[Labeled outline entries]
+++

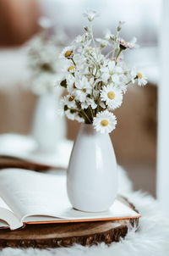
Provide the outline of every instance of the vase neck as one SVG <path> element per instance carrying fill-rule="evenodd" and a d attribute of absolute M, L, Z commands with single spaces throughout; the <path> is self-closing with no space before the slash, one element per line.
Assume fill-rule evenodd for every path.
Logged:
<path fill-rule="evenodd" d="M 100 132 L 96 131 L 96 130 L 94 128 L 93 125 L 88 125 L 88 124 L 82 124 L 80 127 L 80 132 L 85 133 L 90 136 L 102 136 Z"/>

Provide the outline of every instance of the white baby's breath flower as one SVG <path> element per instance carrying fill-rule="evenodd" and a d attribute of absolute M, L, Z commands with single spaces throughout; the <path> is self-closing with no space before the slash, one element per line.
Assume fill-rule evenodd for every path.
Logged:
<path fill-rule="evenodd" d="M 113 40 L 115 39 L 115 36 L 111 32 L 110 30 L 106 30 L 105 33 L 105 39 L 106 40 Z"/>
<path fill-rule="evenodd" d="M 70 120 L 75 120 L 76 112 L 74 112 L 74 110 L 68 109 L 67 111 L 65 111 L 65 114 Z"/>
<path fill-rule="evenodd" d="M 126 42 L 123 38 L 118 39 L 119 47 L 123 50 L 125 50 L 126 48 L 135 49 L 139 47 L 139 45 L 136 44 L 136 42 L 137 42 L 136 37 L 133 37 L 133 39 L 130 42 Z"/>
<path fill-rule="evenodd" d="M 112 110 L 121 106 L 123 102 L 123 92 L 116 88 L 113 84 L 104 86 L 101 92 L 101 99 L 106 102 L 108 109 Z"/>
<path fill-rule="evenodd" d="M 108 110 L 97 113 L 94 117 L 94 128 L 101 133 L 109 133 L 112 131 L 117 125 L 116 116 Z"/>
<path fill-rule="evenodd" d="M 90 22 L 93 21 L 95 17 L 98 17 L 99 14 L 95 11 L 86 10 L 84 14 L 84 16 L 87 17 L 88 20 Z"/>
<path fill-rule="evenodd" d="M 119 83 L 120 76 L 119 74 L 123 72 L 121 67 L 116 65 L 114 60 L 109 60 L 106 64 L 101 68 L 102 73 L 101 78 L 104 82 L 107 82 L 108 79 L 111 78 L 114 83 Z"/>
<path fill-rule="evenodd" d="M 139 86 L 144 86 L 147 84 L 147 77 L 141 72 L 137 73 L 137 82 Z"/>
<path fill-rule="evenodd" d="M 79 123 L 84 123 L 84 120 L 80 117 L 78 114 L 75 114 L 75 120 L 77 120 Z"/>
<path fill-rule="evenodd" d="M 69 59 L 74 56 L 74 46 L 67 47 L 63 48 L 63 50 L 62 51 L 59 57 L 61 58 Z"/>
<path fill-rule="evenodd" d="M 68 93 L 74 93 L 74 90 L 75 89 L 75 77 L 72 75 L 72 74 L 68 74 L 66 77 L 67 81 L 67 90 Z"/>
<path fill-rule="evenodd" d="M 109 42 L 106 39 L 96 38 L 95 41 L 100 43 L 101 48 L 104 48 L 106 46 L 110 45 Z"/>
<path fill-rule="evenodd" d="M 52 25 L 51 19 L 47 17 L 41 17 L 38 20 L 38 24 L 43 29 L 49 29 Z"/>
<path fill-rule="evenodd" d="M 92 88 L 90 83 L 83 76 L 81 80 L 79 79 L 76 84 L 76 88 L 74 89 L 74 93 L 76 98 L 81 103 L 84 102 L 88 94 L 91 93 Z"/>

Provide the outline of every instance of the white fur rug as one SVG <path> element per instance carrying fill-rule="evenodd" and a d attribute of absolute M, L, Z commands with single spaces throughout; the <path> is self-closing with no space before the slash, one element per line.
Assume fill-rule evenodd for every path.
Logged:
<path fill-rule="evenodd" d="M 169 220 L 153 198 L 131 192 L 125 172 L 120 170 L 120 192 L 134 203 L 142 214 L 138 231 L 131 229 L 125 239 L 110 246 L 104 243 L 90 248 L 74 245 L 48 250 L 5 248 L 0 256 L 169 256 Z"/>

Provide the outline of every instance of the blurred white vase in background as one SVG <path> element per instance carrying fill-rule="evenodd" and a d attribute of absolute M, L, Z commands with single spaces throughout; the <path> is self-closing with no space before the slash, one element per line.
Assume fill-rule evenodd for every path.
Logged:
<path fill-rule="evenodd" d="M 35 109 L 32 136 L 38 143 L 38 150 L 52 153 L 58 143 L 66 139 L 64 117 L 57 114 L 60 92 L 44 93 L 39 96 Z"/>

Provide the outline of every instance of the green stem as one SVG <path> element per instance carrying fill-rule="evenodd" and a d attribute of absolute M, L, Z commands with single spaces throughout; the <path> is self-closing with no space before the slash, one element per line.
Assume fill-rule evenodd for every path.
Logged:
<path fill-rule="evenodd" d="M 116 57 L 116 64 L 117 64 L 117 59 L 118 59 L 118 57 L 120 56 L 120 53 L 122 53 L 122 51 L 123 51 L 123 49 L 119 49 L 119 51 L 118 51 L 118 53 L 117 53 L 117 57 Z"/>
<path fill-rule="evenodd" d="M 93 41 L 94 47 L 95 47 L 95 54 L 96 54 L 96 57 L 98 58 L 97 51 L 96 51 L 96 45 L 95 45 L 94 36 L 93 36 L 93 28 L 92 28 L 92 25 L 90 25 L 90 31 L 91 31 L 91 39 Z"/>
<path fill-rule="evenodd" d="M 74 58 L 71 58 L 71 60 L 72 60 L 72 62 L 74 63 L 74 66 L 76 66 L 76 64 L 75 64 L 75 62 L 74 62 Z"/>
<path fill-rule="evenodd" d="M 91 112 L 91 116 L 92 116 L 92 119 L 94 118 L 94 115 L 93 115 L 93 109 L 91 109 L 91 106 L 90 106 L 90 110 Z"/>
<path fill-rule="evenodd" d="M 85 112 L 84 111 L 84 109 L 81 109 L 81 112 L 85 116 L 85 118 L 88 120 L 88 121 L 90 122 L 90 124 L 91 124 L 92 123 L 91 120 L 90 120 L 90 118 L 88 117 L 88 115 L 85 114 Z"/>

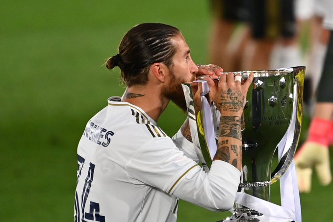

+++

__Required task__
Copy every line of the entries above word for word. Leave out the pictures.

__Output__
Provide the outline of every instance of the vase neck as one SVG <path> element per instance carrying fill-rule="evenodd" and a d attribute of absolute M, L, Z commands with single spaces throughout; the <path> is self-closing with no space before the slash, one element per line.
Assume fill-rule evenodd for every path.
Logged:
<path fill-rule="evenodd" d="M 100 132 L 96 131 L 96 130 L 94 128 L 93 125 L 88 125 L 88 124 L 82 124 L 80 127 L 80 132 L 85 133 L 90 136 L 102 136 Z"/>

Provide the outline of every instance of the white baby's breath flower as one SVG <path> element per instance carrying fill-rule="evenodd" and a d attribute of absolute M, L, Z commands with single spaces throughout; the <path> is self-closing with no space before the slash, one element per line.
Assume fill-rule evenodd for every path.
Logged:
<path fill-rule="evenodd" d="M 113 40 L 115 39 L 115 36 L 111 32 L 110 30 L 106 30 L 105 33 L 105 39 L 106 40 Z"/>
<path fill-rule="evenodd" d="M 70 120 L 75 120 L 76 112 L 74 112 L 74 110 L 68 109 L 67 111 L 65 111 L 65 114 Z"/>
<path fill-rule="evenodd" d="M 126 42 L 123 38 L 118 39 L 119 47 L 123 50 L 125 50 L 126 48 L 135 49 L 139 47 L 139 45 L 136 44 L 136 42 L 137 42 L 136 37 L 133 37 L 133 39 L 130 42 Z"/>
<path fill-rule="evenodd" d="M 112 110 L 121 106 L 123 102 L 123 92 L 116 88 L 113 84 L 104 86 L 101 92 L 101 99 L 106 102 L 108 109 Z"/>
<path fill-rule="evenodd" d="M 108 110 L 97 113 L 94 117 L 94 128 L 101 133 L 109 133 L 112 131 L 117 125 L 116 116 Z"/>
<path fill-rule="evenodd" d="M 90 22 L 93 21 L 95 17 L 98 17 L 99 14 L 95 11 L 86 10 L 84 14 L 84 16 L 87 17 L 88 20 Z"/>
<path fill-rule="evenodd" d="M 119 83 L 120 76 L 119 74 L 123 72 L 121 67 L 116 65 L 114 60 L 109 60 L 106 64 L 101 68 L 102 73 L 101 78 L 104 82 L 107 82 L 108 79 L 111 78 L 114 83 Z"/>
<path fill-rule="evenodd" d="M 139 86 L 144 86 L 147 84 L 147 77 L 141 72 L 137 73 L 137 82 Z"/>
<path fill-rule="evenodd" d="M 79 123 L 84 123 L 84 120 L 80 117 L 78 114 L 75 114 L 75 120 L 77 120 Z"/>
<path fill-rule="evenodd" d="M 69 59 L 74 56 L 74 46 L 67 47 L 63 48 L 63 50 L 62 51 L 59 57 L 61 58 Z"/>
<path fill-rule="evenodd" d="M 68 93 L 74 93 L 74 90 L 75 89 L 75 77 L 72 75 L 72 74 L 68 74 L 66 77 L 67 81 L 67 90 Z"/>
<path fill-rule="evenodd" d="M 109 42 L 106 39 L 96 38 L 95 41 L 100 43 L 101 48 L 104 48 L 106 46 L 110 45 Z"/>
<path fill-rule="evenodd" d="M 52 25 L 51 19 L 47 17 L 41 17 L 38 20 L 38 24 L 43 29 L 49 29 Z"/>
<path fill-rule="evenodd" d="M 92 88 L 90 83 L 83 76 L 81 80 L 79 79 L 76 84 L 76 88 L 74 89 L 74 93 L 76 98 L 81 103 L 84 102 L 88 94 L 91 93 Z"/>

Provide the outline of every instance of the white fur rug as one SVG <path> element per instance carrying fill-rule="evenodd" and a d attribute of absolute M, L, Z commands with single spaces throughout; the <path> is self-closing with no space before the slash, one element per line.
Assume fill-rule evenodd for every path.
Logged:
<path fill-rule="evenodd" d="M 169 220 L 153 198 L 131 192 L 125 172 L 120 170 L 120 192 L 134 203 L 142 214 L 138 231 L 131 229 L 125 239 L 110 246 L 104 243 L 90 248 L 74 245 L 48 250 L 5 248 L 0 256 L 169 256 Z"/>

Provide the outline of every instance of the blurred white vase in background as one SVG <path> element per instance carrying fill-rule="evenodd" and a d attribute of absolute M, L, Z commands with single spaces throughout; the <path> is self-closing with no space before the slash, one element per line.
Assume fill-rule evenodd for every path.
Logged:
<path fill-rule="evenodd" d="M 35 109 L 32 136 L 38 143 L 38 150 L 52 153 L 58 143 L 66 139 L 64 117 L 57 114 L 60 92 L 44 93 L 39 96 Z"/>

Provide the outline of every instance of the green stem as one SVG <path> element per instance carrying fill-rule="evenodd" and a d attribute of absolute M, L, Z commands with single spaces throughout; the <path> is self-closing with no space before the slash, one element per line.
Assume fill-rule evenodd for every path.
Logged:
<path fill-rule="evenodd" d="M 116 57 L 116 64 L 117 64 L 117 59 L 118 59 L 118 57 L 120 56 L 120 53 L 122 53 L 122 51 L 123 51 L 123 49 L 119 49 L 119 51 L 118 51 L 118 53 L 117 53 L 117 57 Z"/>
<path fill-rule="evenodd" d="M 93 41 L 94 47 L 95 47 L 95 54 L 96 54 L 96 57 L 98 58 L 97 51 L 96 51 L 96 45 L 95 45 L 94 36 L 93 36 L 93 28 L 92 28 L 92 25 L 90 25 L 90 31 L 91 31 L 91 39 Z"/>
<path fill-rule="evenodd" d="M 74 58 L 71 58 L 71 60 L 72 60 L 72 62 L 74 63 L 74 66 L 76 66 L 76 64 L 75 64 L 75 62 L 74 62 Z"/>
<path fill-rule="evenodd" d="M 91 112 L 91 116 L 92 116 L 92 119 L 94 118 L 94 115 L 93 115 L 93 109 L 91 109 L 91 106 L 90 106 L 90 110 Z"/>
<path fill-rule="evenodd" d="M 85 112 L 84 111 L 84 109 L 81 109 L 81 112 L 85 116 L 85 118 L 88 120 L 88 121 L 90 122 L 90 124 L 91 124 L 92 123 L 91 120 L 90 120 L 90 118 L 88 117 L 88 115 L 85 114 Z"/>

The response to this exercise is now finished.